THE DATA start

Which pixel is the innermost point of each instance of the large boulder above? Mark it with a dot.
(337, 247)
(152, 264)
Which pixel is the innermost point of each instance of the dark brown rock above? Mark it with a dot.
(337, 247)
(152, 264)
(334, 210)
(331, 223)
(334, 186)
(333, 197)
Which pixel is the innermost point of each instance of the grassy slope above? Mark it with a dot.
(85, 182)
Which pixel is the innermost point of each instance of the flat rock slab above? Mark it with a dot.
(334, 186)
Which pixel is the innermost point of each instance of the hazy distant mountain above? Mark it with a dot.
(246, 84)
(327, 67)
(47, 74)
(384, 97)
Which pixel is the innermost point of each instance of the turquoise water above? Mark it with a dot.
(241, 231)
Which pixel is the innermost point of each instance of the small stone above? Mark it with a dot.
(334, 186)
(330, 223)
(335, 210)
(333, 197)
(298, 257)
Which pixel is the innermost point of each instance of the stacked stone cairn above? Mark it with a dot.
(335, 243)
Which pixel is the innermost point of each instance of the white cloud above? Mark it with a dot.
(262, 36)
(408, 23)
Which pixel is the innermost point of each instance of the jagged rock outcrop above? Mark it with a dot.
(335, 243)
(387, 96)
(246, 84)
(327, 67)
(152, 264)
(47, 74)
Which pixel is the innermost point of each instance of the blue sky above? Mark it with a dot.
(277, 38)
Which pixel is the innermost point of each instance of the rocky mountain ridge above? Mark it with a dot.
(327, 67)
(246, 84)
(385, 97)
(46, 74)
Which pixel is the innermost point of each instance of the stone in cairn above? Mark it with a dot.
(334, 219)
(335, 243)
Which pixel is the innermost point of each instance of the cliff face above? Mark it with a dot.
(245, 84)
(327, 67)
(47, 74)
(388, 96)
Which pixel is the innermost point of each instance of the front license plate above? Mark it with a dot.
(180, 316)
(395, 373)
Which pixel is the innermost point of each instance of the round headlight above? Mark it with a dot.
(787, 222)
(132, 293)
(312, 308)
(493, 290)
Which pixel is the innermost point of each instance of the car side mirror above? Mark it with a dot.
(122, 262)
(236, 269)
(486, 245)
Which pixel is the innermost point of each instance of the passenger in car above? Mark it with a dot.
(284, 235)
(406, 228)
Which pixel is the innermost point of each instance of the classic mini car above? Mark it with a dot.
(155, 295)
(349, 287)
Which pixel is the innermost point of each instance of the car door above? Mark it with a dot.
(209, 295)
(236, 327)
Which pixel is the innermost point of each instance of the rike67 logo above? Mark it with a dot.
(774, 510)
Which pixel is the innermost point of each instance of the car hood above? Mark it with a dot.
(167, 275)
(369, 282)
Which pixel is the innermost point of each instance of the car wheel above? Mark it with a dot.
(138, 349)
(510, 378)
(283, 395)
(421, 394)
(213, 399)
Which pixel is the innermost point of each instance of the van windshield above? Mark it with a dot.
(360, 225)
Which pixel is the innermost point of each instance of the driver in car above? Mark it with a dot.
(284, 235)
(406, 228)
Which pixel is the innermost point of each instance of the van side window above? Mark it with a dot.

THE DATA end

EXERCISE GOAL :: Quote, word for word, the stretch of the material above from the line containing "wheel above? Mark it with a dot." through the end of the material.

EXERCISE RESPONSE ::
Which pixel is the innermost point of each instance of the car wheel above? Mark it with a dot.
(138, 349)
(510, 378)
(283, 395)
(421, 394)
(213, 399)
Which pixel is the innermost point of each instance of the van windshield above? Mark it with a dot.
(360, 225)
Which pixel is the innermost point of each instance of the driver in car above? Mark it with a dot.
(284, 235)
(406, 228)
Which pixel is the innermost point of each instance of the van side window above? Mark it with a dot.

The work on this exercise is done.